SUPPLIED RECORDS =>
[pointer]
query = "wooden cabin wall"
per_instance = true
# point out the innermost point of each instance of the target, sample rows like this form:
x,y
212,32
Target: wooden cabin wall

EXERCISE GOAL => Can you write out the listing above line for line, changing nothing?

THE COMPLETED TASK =>
[pointer]
query = "wooden cabin wall"
per_instance = true
# point out the innermost point of each instance of the target, sample rows like this form:
x,y
212,32
Target: wooden cabin wall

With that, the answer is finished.